__WHAT THIS EXERCISE ASKS__.
• 1. List every institution or organization named in the author information of the Kinect study abstract.
• 2. Reproduce word for word the stretch of the Kinect study abstract from "Accuracy and Reliability" through "Development, Berlin, Germany.".
• 3. Condense the paragraph of the Kinect study abstract that begins "The present study aimed" into a shorter sentence that keeps its main facts.

__TEXT UNDER STUDY__.
══════════

Accuracy and Reliability of the Kinect Version 2 for Clinical Measurement of Motor Function.

Author information

1
Motognosis UG (haftungsbeschränkt), Berlin, Germany.
2
Center for Lifespan Psychology, Max Planck Institute for Human Development, Berlin, Germany.
3
NeuroCure Clinical Research Center and Clinical and Experimental Multiple Sclerosis Research Center, Charité - Universitätsmedizin Berlin, Berlin, Germany.
4
Department of Neurology, Charité - Universitätsmedizin Berlin, Berlin, Germany.
5
Experimental and Clinical Research Center, Max Delbrück Center for Molecular Medicine and Charité - Universitätsmedizin Berlin, Berlin, Germany.

Abstract

BACKGROUND:

The introduction of low cost optical 3D motion tracking sensors provides new options for effective quantification of motor dysfunction.

OBJECTIVE:

The present study aimed to evaluate the Kinect V2 sensor against a gold standard motion capture system with respect to accuracy of tracked landmark movements and accuracy and repeatability of derived clinical parameters.

══════════

__DATA SHOWN__.
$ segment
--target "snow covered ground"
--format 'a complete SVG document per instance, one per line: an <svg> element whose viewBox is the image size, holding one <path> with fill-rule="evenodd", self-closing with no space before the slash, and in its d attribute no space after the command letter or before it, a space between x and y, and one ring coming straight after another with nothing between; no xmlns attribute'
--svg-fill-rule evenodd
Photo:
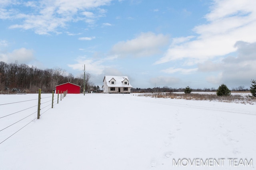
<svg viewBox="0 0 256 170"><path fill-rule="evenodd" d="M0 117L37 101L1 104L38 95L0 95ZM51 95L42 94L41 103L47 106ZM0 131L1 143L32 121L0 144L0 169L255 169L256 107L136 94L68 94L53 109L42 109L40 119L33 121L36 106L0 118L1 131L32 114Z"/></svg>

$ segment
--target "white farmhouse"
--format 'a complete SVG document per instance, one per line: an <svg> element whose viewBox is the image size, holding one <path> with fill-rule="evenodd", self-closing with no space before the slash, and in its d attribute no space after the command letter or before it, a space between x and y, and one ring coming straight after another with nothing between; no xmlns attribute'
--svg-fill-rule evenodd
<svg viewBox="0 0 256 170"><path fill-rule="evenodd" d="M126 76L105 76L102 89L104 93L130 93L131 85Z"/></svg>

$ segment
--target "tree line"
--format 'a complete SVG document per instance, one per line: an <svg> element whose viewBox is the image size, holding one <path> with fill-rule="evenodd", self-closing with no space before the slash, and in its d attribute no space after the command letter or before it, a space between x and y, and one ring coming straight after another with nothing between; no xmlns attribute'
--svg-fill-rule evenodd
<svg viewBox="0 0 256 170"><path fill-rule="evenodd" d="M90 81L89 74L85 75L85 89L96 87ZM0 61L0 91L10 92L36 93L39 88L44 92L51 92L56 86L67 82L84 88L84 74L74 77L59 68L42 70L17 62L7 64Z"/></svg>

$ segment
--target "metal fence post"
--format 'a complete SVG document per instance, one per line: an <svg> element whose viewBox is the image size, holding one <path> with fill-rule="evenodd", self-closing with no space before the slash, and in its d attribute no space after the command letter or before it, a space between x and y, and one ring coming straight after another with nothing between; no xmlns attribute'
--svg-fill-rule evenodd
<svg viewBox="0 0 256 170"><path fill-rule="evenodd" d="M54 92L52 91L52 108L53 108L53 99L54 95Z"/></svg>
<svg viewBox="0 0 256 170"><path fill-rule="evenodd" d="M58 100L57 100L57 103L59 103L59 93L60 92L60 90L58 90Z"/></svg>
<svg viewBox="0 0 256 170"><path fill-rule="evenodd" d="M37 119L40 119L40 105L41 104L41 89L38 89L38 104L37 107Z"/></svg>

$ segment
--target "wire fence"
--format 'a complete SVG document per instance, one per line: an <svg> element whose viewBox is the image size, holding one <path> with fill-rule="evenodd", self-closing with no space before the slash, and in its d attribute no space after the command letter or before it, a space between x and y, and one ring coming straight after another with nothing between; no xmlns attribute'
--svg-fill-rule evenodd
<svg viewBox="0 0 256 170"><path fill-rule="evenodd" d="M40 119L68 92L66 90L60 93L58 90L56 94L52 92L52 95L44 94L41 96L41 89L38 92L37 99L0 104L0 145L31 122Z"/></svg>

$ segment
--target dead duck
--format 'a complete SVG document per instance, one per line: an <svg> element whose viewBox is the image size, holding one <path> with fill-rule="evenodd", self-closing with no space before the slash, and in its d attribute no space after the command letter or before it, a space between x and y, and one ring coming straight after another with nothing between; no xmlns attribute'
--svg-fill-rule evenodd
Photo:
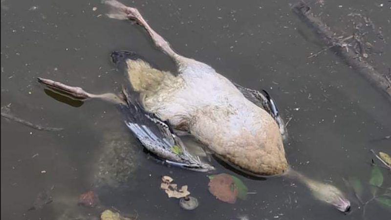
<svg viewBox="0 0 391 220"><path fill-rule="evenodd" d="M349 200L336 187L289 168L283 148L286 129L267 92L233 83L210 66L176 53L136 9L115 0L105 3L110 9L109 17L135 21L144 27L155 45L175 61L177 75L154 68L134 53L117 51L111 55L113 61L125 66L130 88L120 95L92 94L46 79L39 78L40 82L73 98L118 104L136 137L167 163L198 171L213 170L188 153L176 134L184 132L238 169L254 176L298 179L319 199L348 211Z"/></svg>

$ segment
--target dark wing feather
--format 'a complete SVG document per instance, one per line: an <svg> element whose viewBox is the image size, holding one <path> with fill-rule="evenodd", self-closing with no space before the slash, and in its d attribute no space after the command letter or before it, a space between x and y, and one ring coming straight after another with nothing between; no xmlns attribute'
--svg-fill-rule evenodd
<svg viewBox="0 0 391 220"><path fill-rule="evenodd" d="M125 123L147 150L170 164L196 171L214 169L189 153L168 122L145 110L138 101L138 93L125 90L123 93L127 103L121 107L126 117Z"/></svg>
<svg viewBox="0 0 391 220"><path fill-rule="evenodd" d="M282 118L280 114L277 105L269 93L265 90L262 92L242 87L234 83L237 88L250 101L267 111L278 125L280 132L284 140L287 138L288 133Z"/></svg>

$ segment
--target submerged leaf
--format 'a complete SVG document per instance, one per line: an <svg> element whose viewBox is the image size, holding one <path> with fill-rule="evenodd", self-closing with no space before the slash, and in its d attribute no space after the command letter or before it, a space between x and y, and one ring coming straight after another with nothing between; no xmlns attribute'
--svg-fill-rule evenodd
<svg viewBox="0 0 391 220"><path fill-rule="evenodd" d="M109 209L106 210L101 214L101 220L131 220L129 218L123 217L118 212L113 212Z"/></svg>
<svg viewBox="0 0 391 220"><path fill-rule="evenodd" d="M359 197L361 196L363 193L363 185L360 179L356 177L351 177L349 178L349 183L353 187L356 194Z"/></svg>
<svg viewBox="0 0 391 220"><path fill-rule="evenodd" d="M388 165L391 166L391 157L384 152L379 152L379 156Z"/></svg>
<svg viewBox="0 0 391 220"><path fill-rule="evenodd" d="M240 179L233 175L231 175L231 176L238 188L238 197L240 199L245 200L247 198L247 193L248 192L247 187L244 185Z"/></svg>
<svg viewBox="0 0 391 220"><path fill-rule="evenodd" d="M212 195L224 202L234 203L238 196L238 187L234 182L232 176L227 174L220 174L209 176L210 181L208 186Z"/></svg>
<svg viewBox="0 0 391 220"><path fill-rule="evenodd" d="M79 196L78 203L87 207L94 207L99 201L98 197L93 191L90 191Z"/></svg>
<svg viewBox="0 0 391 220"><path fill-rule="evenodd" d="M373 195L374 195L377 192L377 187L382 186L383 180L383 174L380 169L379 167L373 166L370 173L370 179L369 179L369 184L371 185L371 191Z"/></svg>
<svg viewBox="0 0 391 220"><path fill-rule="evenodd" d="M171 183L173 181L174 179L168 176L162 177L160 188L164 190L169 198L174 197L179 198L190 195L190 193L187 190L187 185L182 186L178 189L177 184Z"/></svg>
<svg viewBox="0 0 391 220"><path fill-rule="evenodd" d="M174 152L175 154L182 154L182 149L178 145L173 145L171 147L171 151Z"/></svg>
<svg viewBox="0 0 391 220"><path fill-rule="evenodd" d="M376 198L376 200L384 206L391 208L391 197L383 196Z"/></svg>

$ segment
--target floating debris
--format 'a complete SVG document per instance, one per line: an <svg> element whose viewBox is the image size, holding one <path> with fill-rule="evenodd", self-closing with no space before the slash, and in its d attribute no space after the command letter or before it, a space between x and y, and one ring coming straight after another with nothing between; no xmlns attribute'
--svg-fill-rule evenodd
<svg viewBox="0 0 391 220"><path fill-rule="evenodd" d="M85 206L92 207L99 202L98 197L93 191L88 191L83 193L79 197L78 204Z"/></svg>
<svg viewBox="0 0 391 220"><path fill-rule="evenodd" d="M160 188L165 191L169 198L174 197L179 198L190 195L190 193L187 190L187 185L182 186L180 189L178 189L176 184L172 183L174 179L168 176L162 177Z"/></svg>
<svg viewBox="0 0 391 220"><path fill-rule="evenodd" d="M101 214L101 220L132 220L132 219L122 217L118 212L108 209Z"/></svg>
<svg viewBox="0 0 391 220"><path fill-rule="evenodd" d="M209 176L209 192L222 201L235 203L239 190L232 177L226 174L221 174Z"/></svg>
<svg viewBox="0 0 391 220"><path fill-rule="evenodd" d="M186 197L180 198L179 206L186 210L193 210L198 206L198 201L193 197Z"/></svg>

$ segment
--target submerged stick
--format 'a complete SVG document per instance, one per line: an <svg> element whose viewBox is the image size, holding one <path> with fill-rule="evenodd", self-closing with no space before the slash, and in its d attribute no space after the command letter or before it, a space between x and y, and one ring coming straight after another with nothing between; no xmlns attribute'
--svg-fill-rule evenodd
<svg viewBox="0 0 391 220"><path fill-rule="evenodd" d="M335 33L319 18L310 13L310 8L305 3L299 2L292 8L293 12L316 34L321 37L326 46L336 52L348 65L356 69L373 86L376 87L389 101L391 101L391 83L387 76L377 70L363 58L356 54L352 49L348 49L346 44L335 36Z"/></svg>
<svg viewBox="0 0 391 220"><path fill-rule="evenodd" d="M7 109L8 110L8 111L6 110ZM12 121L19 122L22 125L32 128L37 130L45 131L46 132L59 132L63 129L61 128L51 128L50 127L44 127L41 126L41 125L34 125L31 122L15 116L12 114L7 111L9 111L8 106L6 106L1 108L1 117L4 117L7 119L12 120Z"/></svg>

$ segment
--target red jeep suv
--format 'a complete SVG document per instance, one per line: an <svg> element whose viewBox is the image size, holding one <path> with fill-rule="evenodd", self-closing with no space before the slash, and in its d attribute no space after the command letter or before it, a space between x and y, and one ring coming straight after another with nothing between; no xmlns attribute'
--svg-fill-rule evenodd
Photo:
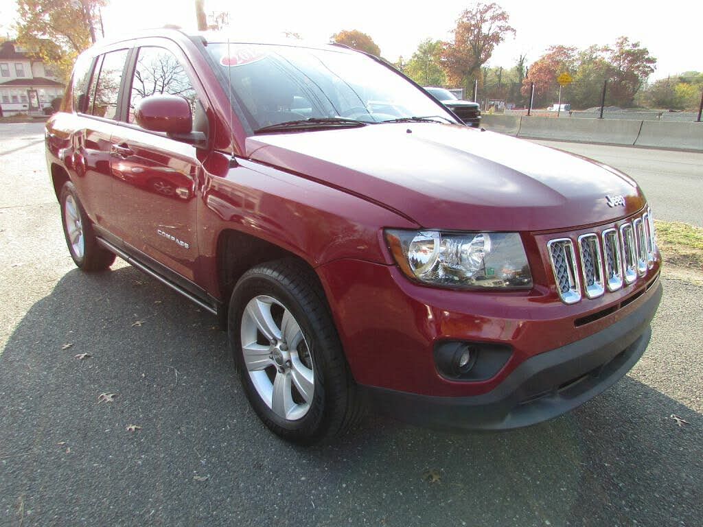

══════════

__ANSWERS TO THE PROBLEMS__.
• 1.
- Motognosis UG (haftungsbeschränkt), Berlin, Germany
- Center for Lifespan Psychology, Max Planck Institute for Human Development, Berlin, Germany
- NeuroCure Clinical Research Center and Clinical and Experimental Multiple Sclerosis Research Center, Charité - Universitätsmedizin Berlin, Berlin, Germany
- Department of Neurology, Charité - Universitätsmedizin Berlin, Berlin, Germany
- Experimental and Clinical Research Center, Max Delbrück Center for Molecular Medicine and Charité - Universitätsmedizin Berlin, Berlin, Germany

• 2.
Accuracy and Reliability of the Kinect Version 2 for Clinical Measurement of Motor Function.

Author information

1
Motognosis UG (haftungsbeschränkt), Berlin, Germany.
2
Center for Lifespan Psychology, Max Planck Institute for Human Development, Berlin, Germany.

• 3. The study tested the Kinect V2 sensor against a gold standard motion capture system for how accurately it tracks landmark movements and how accurate and repeatable its derived clinical parameters are.